* Written instruction *
Please write the next part of the commentary below on governance failures at the National Stock Exchange, picking up after its final sentence.

[begin Page excerpt]

The National Stock Exchange was created as an antidote to the Bombay Stock Exchange (BSE). The latter was seen as a club of brokers who did not follow the basic norms and ethics of running a stock exchange. The brokers who ran BSE in the early and mid ‘90s did not even ban Harshad Mehta from trading in spite of his firm Fairgrowth being indicted for manipulation, fraud and embezzlement in the securities scam. The clout of Harshad Mehta and the clutch of brokers behind him was so strong that he continued to trade on his personal broking card as a member of the BSE. It took the energetic SEBI chief Dr D.R. Mehta and some sustained intrepid reporting, including by yours truly in The Hindu Business Line, to get Harshad Mehta banned from trading years after the ban.
The government and policymakers of that time, including SEBI, had decided that the best way to clean up the BSE was to create a better-run exchange that would have the highest level of corporate governance. But the conduct of Chitra Ramkrishna, past CEO and MD, and other executives before her, during her time and after her, have belied the faith of the public, government and policymakers. Her collaborative shenanigans with some alleged high mountain guru as reported in the SEBI investigation report and the lack of action by the executives of National Stock Exchange in terms of mending a broken system shows that it’s not an individual but a systemic problem.
The system needs an overhaul, a serious one, starting at the board level. Selecting a new CEO and MD is a secondary issue. There is a need to have a better set of people at the board level – with an understanding of the capital markets and track record of non-partisan, non-conflicting probity and rectitude. An institution like an exchange is the first line of regulatory control in the capital markets. It cannot be left to a cartel of individuals in the financial sector to control its board. Even the selection of the CEO and MD is controlled by the same cartel. This cartel is made up of heads of housing finance companies, brokers and merchant bankers who basically worked very hard to brush the systemic failures under the proverbial carpet for years.

[end Page excerpt]
[begin Dataset extract]

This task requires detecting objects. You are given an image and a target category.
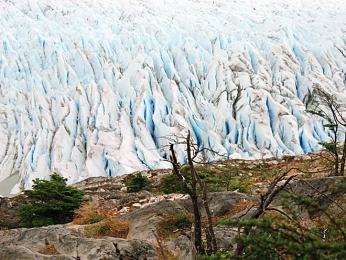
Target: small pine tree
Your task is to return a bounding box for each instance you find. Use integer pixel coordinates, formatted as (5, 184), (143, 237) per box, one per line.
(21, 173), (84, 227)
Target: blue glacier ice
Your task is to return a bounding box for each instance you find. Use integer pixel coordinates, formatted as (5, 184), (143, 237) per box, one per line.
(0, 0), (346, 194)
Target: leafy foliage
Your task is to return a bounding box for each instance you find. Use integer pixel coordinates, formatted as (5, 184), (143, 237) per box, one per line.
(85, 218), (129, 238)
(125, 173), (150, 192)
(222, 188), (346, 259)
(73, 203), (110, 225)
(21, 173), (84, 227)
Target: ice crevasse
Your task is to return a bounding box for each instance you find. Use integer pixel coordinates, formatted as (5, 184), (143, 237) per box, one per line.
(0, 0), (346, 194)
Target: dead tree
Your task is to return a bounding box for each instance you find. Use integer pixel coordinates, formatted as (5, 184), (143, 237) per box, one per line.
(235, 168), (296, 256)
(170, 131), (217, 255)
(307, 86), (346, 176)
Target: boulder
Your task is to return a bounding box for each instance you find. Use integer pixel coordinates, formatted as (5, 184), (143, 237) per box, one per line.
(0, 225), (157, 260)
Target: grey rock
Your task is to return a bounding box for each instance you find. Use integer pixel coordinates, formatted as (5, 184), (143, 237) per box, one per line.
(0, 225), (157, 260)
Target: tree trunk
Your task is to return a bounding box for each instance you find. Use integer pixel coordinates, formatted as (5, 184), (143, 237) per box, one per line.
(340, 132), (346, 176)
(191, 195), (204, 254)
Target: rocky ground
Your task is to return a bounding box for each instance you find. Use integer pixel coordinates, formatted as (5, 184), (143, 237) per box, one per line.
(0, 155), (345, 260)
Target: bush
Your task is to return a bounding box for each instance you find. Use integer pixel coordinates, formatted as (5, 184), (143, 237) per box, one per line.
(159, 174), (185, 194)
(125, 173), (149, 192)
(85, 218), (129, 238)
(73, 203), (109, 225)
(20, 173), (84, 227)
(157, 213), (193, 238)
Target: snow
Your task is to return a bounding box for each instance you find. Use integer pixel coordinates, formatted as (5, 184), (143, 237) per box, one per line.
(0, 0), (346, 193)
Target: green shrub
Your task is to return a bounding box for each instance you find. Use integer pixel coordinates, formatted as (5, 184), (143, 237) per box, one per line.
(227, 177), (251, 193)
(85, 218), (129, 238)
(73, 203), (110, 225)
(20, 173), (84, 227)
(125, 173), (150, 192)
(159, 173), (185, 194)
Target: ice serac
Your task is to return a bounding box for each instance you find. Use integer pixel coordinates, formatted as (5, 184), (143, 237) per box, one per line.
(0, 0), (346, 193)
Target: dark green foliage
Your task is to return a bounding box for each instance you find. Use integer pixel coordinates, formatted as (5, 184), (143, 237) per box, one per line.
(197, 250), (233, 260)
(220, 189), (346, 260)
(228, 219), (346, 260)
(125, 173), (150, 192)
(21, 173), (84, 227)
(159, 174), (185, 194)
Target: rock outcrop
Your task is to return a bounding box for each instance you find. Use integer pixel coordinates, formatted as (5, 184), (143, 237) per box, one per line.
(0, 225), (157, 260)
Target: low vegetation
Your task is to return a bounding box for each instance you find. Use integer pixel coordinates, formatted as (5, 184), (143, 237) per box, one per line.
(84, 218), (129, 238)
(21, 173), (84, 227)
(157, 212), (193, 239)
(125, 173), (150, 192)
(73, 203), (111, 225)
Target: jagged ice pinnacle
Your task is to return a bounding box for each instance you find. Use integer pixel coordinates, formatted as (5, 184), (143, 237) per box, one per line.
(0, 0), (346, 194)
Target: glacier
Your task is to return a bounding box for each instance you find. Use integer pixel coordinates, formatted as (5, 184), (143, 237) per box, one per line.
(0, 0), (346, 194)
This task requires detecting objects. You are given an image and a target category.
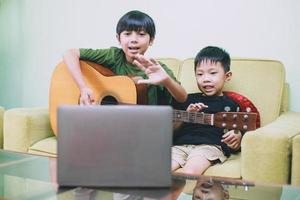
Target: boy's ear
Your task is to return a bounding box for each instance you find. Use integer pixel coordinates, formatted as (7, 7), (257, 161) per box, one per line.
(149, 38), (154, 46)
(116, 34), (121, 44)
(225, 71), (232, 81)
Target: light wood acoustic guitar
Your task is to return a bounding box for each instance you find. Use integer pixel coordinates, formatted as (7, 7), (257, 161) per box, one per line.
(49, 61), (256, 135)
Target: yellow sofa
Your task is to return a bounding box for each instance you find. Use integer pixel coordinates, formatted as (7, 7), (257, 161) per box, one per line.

[end Dataset extract]
[begin Dataset extract]

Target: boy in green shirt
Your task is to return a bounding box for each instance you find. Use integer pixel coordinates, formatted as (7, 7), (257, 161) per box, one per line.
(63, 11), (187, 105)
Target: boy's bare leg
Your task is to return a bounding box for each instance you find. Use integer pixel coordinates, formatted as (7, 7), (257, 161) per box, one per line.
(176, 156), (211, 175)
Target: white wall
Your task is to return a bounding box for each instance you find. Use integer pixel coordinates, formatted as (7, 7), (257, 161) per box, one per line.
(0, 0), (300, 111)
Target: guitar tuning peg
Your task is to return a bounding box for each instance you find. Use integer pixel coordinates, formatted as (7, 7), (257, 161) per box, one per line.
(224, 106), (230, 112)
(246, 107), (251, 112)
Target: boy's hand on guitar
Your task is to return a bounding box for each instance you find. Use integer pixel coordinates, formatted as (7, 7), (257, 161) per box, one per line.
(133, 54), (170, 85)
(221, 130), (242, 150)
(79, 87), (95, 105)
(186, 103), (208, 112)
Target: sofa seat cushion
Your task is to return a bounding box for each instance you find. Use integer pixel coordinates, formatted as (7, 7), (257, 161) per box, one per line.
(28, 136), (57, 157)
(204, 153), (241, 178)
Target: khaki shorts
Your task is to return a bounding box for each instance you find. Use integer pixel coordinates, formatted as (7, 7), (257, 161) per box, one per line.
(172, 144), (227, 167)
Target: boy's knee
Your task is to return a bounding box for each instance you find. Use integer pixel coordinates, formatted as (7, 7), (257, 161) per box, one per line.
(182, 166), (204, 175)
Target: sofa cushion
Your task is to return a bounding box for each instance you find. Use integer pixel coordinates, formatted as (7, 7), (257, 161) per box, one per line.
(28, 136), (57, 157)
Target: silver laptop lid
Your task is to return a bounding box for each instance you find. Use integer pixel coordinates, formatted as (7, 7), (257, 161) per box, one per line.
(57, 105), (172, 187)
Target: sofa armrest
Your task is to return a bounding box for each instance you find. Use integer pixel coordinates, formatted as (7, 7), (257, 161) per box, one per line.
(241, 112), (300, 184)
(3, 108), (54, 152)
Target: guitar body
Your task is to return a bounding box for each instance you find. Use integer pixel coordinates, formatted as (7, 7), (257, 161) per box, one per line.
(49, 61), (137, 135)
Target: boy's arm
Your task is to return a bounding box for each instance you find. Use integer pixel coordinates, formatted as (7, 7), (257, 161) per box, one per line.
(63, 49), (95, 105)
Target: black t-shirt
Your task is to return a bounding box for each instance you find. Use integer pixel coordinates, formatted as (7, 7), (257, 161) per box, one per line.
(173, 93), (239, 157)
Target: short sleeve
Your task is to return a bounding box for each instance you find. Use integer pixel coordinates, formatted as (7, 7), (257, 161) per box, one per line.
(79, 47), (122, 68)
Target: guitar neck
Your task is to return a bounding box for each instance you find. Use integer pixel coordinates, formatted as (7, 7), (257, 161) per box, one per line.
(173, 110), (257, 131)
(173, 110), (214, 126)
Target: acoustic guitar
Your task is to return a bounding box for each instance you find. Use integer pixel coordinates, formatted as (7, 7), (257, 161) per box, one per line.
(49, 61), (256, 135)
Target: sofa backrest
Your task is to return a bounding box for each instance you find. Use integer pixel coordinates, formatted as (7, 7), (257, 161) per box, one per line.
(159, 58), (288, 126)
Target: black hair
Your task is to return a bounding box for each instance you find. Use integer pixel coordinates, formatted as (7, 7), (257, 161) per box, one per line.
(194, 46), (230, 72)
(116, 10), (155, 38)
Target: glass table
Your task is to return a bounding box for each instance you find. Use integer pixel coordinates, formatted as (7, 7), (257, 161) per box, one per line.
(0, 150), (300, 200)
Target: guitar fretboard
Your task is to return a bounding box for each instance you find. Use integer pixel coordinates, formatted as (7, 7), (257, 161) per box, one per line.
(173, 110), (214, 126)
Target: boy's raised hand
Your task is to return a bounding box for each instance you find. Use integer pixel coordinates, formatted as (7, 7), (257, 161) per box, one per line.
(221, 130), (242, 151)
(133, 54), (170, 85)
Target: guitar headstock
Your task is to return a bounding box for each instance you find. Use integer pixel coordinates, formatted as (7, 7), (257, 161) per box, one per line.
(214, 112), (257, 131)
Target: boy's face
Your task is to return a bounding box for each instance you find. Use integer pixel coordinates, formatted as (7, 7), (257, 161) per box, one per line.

[end Dataset extract]

* Task response *
This means that India’s effort, which began almost 30 years ago, to create an independent, well-governed institution to replace the BSE has spectacularly failed. NSE’s con game is worse than the scam-infused regional stock exchanges of Ahmedabad, Calcutta, Delhi and Bombay of the early ‘90s. Not only is the management but also the board can be controlled by external cartels for protecting their self-interests.
As a first line of regulatory control, NSE’s board has to be holier than all. How can an exchange insist on better disclosures or governance from the companies listed on it if its own management and board cannot address governance failures?
The selection of the new MD and CEO, of both the NSE and BSE, should be done by an independent committee under SEBI with adequate representation from the Ministry of Finance as well as experts. The criterion for selection should not be based necessarily on experience in the financial sector. An exchange may be part of the financial system but it cannot be run by somebody who has run an NBFC (Non-Banking Financial Company) or bank. It needs somebody who has run a stock exchange or who understands the founding principle of the NSE.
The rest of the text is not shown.